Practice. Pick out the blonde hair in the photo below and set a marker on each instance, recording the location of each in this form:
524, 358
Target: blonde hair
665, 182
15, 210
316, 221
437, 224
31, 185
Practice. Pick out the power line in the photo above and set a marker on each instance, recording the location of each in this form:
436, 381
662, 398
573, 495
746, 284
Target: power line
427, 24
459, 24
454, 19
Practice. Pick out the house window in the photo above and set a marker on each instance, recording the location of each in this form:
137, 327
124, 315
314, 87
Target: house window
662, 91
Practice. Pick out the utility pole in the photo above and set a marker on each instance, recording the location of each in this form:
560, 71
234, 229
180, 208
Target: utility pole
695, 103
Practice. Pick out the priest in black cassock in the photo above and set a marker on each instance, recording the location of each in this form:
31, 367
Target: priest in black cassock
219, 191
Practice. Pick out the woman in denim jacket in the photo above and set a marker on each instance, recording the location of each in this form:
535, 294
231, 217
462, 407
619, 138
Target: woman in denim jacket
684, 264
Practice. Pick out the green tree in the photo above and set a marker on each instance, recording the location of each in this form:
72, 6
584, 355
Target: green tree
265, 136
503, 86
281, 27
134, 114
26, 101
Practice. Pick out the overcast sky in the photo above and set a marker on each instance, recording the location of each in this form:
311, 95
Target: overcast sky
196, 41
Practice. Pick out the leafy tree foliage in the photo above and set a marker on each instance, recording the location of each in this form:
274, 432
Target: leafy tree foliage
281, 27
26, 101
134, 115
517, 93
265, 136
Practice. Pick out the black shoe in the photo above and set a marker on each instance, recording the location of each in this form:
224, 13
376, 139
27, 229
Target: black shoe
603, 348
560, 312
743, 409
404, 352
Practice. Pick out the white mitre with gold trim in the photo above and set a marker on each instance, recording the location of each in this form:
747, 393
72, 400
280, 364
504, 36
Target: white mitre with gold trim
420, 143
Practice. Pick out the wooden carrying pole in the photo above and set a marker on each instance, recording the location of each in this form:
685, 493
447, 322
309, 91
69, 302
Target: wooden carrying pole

--------

• **EXERCISE REQUIREMENTS**
Across the whole listing above, report each line that includes "carrying".

• **TASK RESPONSE**
Practice. Pick out the wooden carrying pole in the photo above and set a marker on each instance, recording the location of each in this form:
Target: wooden carrying pole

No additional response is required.